● Job: Rewrite the lines below, changing every "Practice step" to "Labeling step" and leaving the rest untouched.

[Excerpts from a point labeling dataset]
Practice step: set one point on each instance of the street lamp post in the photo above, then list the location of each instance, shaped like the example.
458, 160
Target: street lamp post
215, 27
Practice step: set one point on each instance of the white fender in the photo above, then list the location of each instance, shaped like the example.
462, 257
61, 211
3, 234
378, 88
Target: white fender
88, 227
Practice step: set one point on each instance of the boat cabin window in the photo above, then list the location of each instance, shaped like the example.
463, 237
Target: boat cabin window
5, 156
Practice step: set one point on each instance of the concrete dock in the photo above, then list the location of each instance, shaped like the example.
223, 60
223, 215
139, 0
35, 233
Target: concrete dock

● Response to this task:
Labeling step: set one point on each instance of the street lamp post in the photo above, then list the location of each instance, shaped like the example.
458, 160
Target: street lamp post
215, 27
Labeling step: set one point on each instance of the white fender in the photo above, then list the location of each instance, shaped like the example.
462, 257
61, 211
3, 234
378, 88
Target: white fender
88, 227
Labeling step: set one point on each instance of the boat cabin window in the photo above, then list the location of each instance, shaped like the example.
463, 237
Target: boat cabin window
5, 156
Labeling step: set one point on each instance of the concrete dock in the photo above, then list the location of each instance, shaped like the example.
223, 60
223, 215
139, 0
35, 233
Target: concrete dock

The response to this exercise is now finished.